** Opening TEXT SECTION block **

The content of recent messages from Andrew Gilligan, Boris Johnson’s special adviser on transport, to Will Norman, his successor as mayoral cycling commissioner, will come as no surprise to many in London government who had dealings with Gilligan when he was at City Hall.
WhatsApp and email correspondence obtained and published by the Telegraph (and later by City AM) through a freedom of information request show Gilligan, previously a media supporter of Johnson, addressing Norman as “comrade” when requesting a phone conversation with him, having previously demanded that Transport for London take a harder line over withholding funds from boroughs that had removed temporary bicycle lanes installed at the start of the pandemic and which Gilligan, a devoted cyclist, wanted retained.
The Telegraph reports that in an email sent at 4.48 a.m on 26 July, Gilligan insisted on wording to boroughs “along the lines of: ‘We will not, now or in the future, fund any council to reduce facilities for active travel, or to remove or weaken schemes’.” Ten days earlier, in response to TfL’s plans to allocate money for other projects, he had emailed that “the time to make a stance with backsliding councils is now”.

** Closing TEXT SECTION block **
** Opening SOURCE INFORMATION block **

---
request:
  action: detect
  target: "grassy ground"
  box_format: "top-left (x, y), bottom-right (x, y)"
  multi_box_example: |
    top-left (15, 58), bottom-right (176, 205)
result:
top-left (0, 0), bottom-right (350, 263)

** Closing SOURCE INFORMATION block **

## EXERCISE GOAL:
List every person named in the text on Andrew Gilligan's messages to Will Norman.

## EXERCISE RESPONSE:
Andrew Gilligan, Boris Johnson, Will Norman